Exercise:
Format every line of the records below as a JSON list of strings, one string per line, leaving out blank lines and the pictures.

Excerpted data:
---

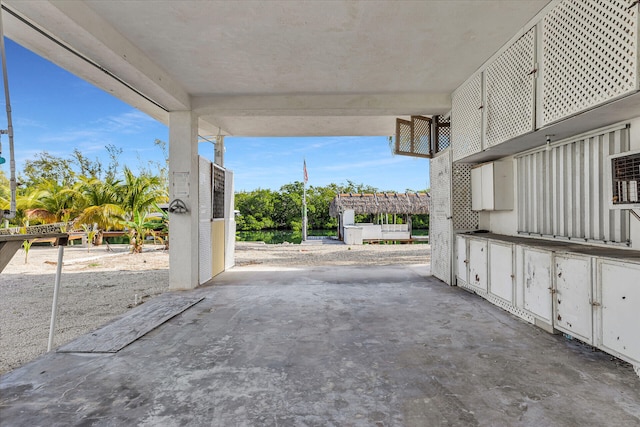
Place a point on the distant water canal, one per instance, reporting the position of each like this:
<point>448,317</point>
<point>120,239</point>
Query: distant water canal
<point>281,236</point>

---

Result of the task:
[
  "Place a point on the distant water canal, one per instance, reporting the position of each like this:",
  "<point>448,317</point>",
  "<point>120,239</point>",
  "Query: distant water canal",
  "<point>281,236</point>"
]